Task prompt:
In the material below, substitute "stock-check log" for "shelf-audit log" in the part that begins with the line containing "of the emergency" and ends with the line containing "Query: man's face", and give only that part back with nothing else changed.

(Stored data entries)
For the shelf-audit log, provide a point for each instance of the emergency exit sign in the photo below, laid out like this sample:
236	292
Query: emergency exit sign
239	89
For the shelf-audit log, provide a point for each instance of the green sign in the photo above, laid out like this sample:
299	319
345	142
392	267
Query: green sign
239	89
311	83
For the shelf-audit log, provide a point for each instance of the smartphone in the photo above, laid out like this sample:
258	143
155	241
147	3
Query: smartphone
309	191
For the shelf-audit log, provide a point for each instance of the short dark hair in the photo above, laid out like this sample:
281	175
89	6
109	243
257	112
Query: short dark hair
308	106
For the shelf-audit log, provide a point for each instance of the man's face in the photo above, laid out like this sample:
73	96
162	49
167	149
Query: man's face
...
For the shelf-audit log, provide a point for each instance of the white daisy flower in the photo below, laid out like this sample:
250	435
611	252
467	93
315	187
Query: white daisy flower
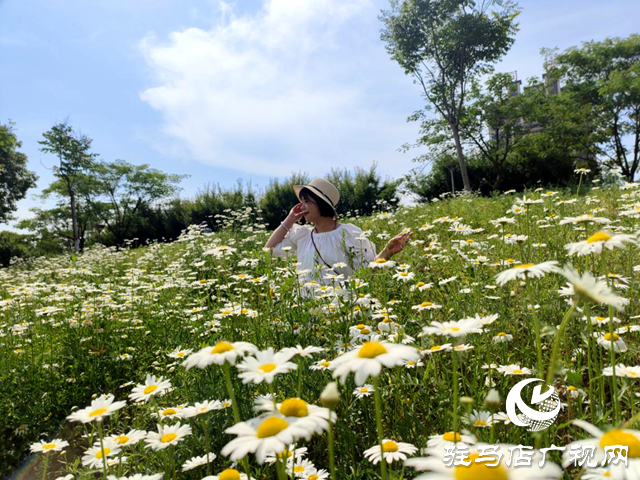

Correct answer:
For the stock-check log, provide a point for each instance of the emergency exit sign in the photo below, laid out like this sample:
236	292
Query: emergency exit sign
239	89
For the stock-check log, provide a point for each instance of the green sign in the photo above, laid out like this sample:
299	319
345	142
392	267
Query: green sign
239	89
311	83
For the stock-check log, provide a point for each instance of the smartphone in the photo above, laid out like this sample:
258	143
155	241
147	3
Query: smartphone
309	191
For the stock-check log, provide a point for each instance of the short dark hair in the photo above, laid out like this sample:
281	175
89	6
109	243
257	112
Query: short dark hair
308	106
For the stock-check log, provide a point for each instance of the man's face in the photo above, laid out like this sample:
73	96
162	49
167	149
Query: man's face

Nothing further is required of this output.